→ **Problem set**
[a] Please list the details that the quilt text says might be written on a quilt's label.
[b] Pick up the quilt text after its last sentence and keep writing it, leaving the listing aside.

→ **Text provided**
───
Alaska improv quilt detail

Every quilt has a story

One of the aspects of quilting that impressed the art deep into American culture is its storytelling nature. Every facet of a quilt is meant to tell a part of a story, from the blocks, to the layout, the fabric, the quilting…players in the maker’s memoir. When a quilt is extracted from a box, buried deep in a basement or attic for a generation, fascination ensues as the lucky finders wonder about the materials and workmanship. Who made this? Why these fabrics…this design? If they’re lucky, there might be a bit of information scrawled on the label: the maker’s and the recipient’s names, the date it was made and where. Every quilt has as story.

Some quilts stories are about a fabric or color combination or pattern that caught the quilter’s fancy. Others mark an important event or milestone. I made this quilt as a part of an Instagram swap with the theme of “Mini with a Story”. Typically, a mini swap is about using preferences and clues from the recipient to make a secret project they’ll (hopefully) love. This one, however, was different in that I got to use my own discretion to design a mini quilt to tell my own story.
───
→ **Given information**
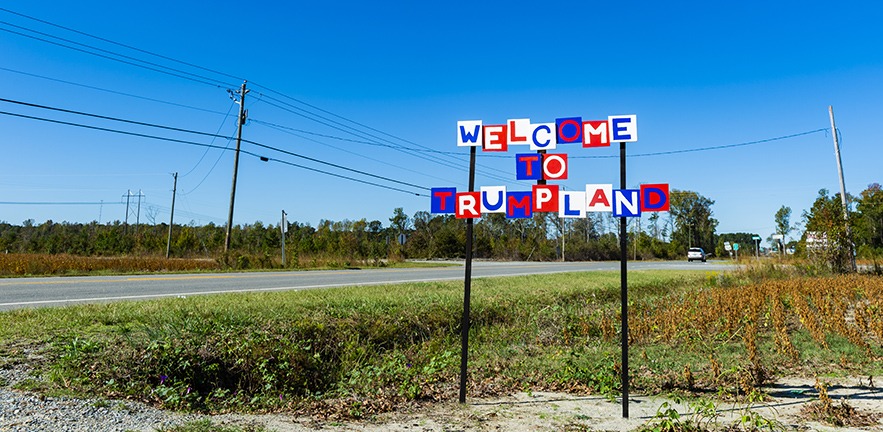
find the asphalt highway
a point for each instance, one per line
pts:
(58, 291)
───
→ **Task-by-task answers**
[a]
- the maker's name
- the recipient's name
- the date it was made
- where it was made

[b]
“Out of Alaska”

This mini illustrates the first half of my life, and that of my parents and grandparents, under Alaska’s stunning sky. I incorporated a skyline of high rise building, magnificent in its own way, to represent the current leg of my journey in Chicago. The piecing is improvisational in nature, while a typical pattern can be lovely, I wanted to show my penchant for carving my own path. This is my story, after all.

I loved the adventure of creating a new material, piece by piece.  I worked in small sections adding bits and combinations to create something usable from scraps of solid and low-volume blues. The textures and the play of the shades of blue were a delight to work with. I started by laying out small cuts in the way I thought they might work for my scene, to act as a sort of sketch to guide the improv. I do I wish I’d used a greater variety of shapes; I think the combination of squares and rectangles worked well enough for this piece but when I recreate a version of this for my home I’ll definitely remember to vary the bits I used for the sky.

Alaska improv quilt layout

Once the top was completed, I used a combination of free motion motifs to bring the scene to life. In the sky, I used a line of lazy eights in a variegated thread to draw a line of dancing northern lights, and a shiny gold thread for the eight stars that represent Alaska’s flag. Throughout the sky I drew swirls and waves in two different shades of blue and on the buildings I used a flat black thread in a variety of angular meanders to portray the urban textures. The quilting is, by far, my favorite part of this quilt, both to create and to look at.

I used two fabrics to piece the binding, a navy speckled with white stars for the sky and a black and white grid to coordinate with the lower half.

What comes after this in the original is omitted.